TASK DESCRIPTION –
Count the rows below that contain the word "backdrop", and reply with only that number.

RECORD EXCERPTS –
===============
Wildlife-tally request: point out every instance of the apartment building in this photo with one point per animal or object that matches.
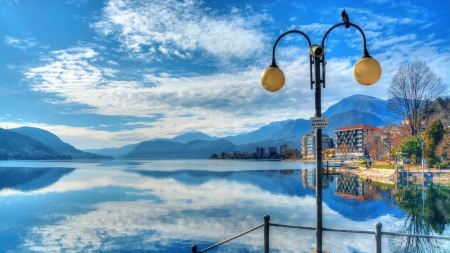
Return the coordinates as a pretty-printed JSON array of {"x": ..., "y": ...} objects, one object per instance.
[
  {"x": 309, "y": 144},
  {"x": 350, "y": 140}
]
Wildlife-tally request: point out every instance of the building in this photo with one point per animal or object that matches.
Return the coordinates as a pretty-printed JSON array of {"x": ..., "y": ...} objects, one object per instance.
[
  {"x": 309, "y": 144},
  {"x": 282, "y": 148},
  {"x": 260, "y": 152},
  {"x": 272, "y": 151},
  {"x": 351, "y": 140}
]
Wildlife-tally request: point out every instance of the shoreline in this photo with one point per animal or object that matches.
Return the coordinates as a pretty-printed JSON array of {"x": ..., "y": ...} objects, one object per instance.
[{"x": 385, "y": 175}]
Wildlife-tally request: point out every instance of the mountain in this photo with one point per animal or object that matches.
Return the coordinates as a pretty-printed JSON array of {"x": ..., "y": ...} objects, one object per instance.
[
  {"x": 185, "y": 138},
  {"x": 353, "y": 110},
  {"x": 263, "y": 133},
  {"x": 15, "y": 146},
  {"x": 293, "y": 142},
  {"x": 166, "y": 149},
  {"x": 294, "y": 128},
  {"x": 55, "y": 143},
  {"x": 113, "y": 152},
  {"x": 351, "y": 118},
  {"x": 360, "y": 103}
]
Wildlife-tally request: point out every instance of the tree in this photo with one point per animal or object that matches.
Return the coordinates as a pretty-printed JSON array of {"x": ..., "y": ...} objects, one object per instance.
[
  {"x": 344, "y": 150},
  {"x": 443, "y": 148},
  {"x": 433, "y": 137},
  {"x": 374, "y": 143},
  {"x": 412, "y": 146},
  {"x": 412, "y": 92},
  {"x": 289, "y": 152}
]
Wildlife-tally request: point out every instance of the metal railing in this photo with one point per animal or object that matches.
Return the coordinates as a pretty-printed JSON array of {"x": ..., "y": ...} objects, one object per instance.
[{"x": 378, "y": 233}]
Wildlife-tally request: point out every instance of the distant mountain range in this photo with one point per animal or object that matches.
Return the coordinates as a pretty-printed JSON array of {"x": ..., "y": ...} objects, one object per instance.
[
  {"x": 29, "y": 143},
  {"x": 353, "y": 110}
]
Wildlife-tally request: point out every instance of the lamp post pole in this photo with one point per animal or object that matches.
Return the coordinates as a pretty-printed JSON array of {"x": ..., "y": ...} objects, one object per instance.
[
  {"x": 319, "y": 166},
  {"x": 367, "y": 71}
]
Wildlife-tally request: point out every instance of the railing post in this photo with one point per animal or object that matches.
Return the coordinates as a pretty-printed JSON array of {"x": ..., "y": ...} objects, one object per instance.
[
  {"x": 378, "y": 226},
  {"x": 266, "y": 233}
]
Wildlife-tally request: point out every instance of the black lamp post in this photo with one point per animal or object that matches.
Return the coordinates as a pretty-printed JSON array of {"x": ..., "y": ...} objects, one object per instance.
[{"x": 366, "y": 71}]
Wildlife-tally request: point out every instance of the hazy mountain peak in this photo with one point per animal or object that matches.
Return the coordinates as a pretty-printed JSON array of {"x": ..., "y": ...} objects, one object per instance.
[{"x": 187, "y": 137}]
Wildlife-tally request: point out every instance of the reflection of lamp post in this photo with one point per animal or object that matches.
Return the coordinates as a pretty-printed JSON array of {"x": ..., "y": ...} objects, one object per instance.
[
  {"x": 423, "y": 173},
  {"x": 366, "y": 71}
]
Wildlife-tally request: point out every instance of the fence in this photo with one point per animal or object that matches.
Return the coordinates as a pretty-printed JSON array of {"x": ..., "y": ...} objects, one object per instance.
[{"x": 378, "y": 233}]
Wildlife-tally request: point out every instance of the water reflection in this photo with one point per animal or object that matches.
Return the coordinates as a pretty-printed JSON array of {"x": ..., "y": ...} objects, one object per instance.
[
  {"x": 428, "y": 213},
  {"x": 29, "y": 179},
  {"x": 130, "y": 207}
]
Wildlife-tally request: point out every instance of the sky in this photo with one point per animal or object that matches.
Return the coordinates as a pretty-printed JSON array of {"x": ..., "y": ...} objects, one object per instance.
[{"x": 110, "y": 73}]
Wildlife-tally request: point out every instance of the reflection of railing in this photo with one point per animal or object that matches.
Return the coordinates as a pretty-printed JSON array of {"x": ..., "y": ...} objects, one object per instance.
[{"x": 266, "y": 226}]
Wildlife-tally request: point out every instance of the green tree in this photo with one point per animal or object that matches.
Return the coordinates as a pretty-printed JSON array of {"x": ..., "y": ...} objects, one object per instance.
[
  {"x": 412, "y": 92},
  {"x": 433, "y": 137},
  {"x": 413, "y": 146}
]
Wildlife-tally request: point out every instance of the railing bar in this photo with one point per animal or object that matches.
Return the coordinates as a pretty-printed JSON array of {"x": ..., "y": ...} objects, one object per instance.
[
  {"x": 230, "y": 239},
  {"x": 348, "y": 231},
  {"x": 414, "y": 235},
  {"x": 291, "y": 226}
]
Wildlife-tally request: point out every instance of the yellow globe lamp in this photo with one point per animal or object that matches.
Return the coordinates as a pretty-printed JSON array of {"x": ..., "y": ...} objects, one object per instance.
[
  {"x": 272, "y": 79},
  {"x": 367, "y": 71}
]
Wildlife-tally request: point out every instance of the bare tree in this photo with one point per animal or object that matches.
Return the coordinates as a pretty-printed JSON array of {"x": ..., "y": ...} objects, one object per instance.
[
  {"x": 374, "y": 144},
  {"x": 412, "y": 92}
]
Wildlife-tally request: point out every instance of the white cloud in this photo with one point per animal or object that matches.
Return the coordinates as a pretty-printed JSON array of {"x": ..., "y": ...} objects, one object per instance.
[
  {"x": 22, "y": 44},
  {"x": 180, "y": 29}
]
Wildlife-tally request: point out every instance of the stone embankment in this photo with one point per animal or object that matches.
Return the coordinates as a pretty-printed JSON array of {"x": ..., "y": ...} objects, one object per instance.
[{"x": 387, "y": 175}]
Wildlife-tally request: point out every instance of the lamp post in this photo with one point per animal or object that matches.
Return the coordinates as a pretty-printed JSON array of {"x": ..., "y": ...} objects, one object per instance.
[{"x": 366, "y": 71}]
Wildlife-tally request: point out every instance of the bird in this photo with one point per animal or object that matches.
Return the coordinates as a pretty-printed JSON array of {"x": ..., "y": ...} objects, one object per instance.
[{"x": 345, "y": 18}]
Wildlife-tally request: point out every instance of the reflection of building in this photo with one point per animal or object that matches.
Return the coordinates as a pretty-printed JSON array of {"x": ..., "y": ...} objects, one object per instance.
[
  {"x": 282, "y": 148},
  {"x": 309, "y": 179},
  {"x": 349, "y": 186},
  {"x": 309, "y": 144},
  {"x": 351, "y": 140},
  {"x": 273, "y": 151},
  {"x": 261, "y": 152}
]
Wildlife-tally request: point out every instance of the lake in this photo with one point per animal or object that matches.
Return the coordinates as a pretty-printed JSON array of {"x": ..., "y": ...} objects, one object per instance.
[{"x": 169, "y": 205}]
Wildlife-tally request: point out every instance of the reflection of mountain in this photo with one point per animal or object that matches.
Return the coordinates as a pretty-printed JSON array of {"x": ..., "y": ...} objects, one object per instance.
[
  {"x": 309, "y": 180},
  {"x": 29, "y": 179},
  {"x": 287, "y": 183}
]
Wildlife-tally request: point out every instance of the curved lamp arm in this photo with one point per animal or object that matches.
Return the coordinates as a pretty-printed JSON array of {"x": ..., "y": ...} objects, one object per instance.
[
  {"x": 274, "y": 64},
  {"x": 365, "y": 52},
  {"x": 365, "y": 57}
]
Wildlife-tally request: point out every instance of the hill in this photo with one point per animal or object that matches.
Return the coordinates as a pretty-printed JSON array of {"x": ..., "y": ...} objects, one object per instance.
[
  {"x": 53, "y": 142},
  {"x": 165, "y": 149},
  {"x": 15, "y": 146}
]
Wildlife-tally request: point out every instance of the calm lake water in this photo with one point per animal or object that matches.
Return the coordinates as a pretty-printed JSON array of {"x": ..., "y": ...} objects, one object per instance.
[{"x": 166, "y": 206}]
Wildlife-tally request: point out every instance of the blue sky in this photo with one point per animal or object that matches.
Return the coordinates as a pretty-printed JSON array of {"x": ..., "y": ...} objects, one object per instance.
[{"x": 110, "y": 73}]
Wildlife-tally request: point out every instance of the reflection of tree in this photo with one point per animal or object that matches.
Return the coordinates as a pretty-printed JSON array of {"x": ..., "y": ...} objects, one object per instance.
===============
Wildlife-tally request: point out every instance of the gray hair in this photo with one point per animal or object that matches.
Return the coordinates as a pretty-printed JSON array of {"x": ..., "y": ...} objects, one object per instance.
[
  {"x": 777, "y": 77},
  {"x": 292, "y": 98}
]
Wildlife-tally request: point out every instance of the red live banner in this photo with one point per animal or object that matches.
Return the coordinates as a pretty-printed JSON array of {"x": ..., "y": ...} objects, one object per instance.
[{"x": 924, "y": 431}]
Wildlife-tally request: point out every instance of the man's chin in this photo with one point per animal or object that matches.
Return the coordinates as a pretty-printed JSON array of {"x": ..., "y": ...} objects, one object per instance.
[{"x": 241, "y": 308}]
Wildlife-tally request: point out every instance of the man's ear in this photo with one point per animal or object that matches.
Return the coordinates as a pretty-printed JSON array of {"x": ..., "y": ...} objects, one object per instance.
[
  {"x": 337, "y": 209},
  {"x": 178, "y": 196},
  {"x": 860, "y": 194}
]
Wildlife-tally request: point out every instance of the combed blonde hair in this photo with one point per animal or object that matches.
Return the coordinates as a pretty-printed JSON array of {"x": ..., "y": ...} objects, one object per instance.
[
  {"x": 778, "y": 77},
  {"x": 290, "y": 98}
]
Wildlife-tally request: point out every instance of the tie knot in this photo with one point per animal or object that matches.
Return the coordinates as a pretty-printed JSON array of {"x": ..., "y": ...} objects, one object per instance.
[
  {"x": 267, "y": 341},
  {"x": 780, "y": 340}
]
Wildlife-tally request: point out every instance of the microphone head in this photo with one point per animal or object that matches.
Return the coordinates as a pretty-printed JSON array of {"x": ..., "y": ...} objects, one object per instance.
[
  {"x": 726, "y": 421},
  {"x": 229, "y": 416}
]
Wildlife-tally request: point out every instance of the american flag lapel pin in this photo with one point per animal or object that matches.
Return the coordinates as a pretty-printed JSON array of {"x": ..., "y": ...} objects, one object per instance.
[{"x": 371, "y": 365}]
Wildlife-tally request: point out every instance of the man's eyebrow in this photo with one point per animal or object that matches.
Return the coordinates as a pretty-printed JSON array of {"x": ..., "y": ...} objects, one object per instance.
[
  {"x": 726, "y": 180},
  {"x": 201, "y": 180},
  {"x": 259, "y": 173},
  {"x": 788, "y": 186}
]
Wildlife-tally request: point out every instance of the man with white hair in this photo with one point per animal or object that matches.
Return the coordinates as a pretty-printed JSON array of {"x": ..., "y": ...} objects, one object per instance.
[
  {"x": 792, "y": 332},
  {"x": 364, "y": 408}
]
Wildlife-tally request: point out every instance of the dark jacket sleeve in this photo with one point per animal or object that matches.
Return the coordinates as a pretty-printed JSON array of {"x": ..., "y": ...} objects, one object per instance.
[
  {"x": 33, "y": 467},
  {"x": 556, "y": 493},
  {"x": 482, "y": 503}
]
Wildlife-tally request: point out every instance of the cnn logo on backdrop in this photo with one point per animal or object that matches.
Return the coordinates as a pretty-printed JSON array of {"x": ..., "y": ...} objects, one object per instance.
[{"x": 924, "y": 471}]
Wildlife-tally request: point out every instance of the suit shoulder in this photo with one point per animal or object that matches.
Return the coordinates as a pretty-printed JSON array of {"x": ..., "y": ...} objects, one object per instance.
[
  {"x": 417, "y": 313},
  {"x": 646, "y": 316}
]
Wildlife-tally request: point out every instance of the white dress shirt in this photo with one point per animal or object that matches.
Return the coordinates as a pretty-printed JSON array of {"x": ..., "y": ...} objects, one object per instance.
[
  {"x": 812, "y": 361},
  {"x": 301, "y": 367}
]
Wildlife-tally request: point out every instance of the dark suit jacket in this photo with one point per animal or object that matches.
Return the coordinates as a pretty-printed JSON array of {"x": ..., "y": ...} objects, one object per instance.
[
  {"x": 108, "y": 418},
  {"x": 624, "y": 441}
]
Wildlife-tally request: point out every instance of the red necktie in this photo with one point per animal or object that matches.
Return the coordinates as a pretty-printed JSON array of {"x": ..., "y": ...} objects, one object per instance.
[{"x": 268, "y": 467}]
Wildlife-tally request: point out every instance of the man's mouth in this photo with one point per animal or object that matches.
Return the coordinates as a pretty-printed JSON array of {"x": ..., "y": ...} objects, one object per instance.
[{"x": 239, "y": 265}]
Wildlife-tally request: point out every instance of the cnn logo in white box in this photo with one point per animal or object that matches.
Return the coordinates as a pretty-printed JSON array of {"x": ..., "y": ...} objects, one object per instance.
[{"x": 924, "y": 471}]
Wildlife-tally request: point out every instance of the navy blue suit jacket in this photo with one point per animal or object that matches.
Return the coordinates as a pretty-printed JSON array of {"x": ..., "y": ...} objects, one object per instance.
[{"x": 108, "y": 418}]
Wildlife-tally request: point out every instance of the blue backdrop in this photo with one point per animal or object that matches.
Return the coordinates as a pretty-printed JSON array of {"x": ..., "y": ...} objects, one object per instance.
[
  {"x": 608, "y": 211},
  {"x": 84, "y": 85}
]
===============
OUTPUT OF THE TASK –
2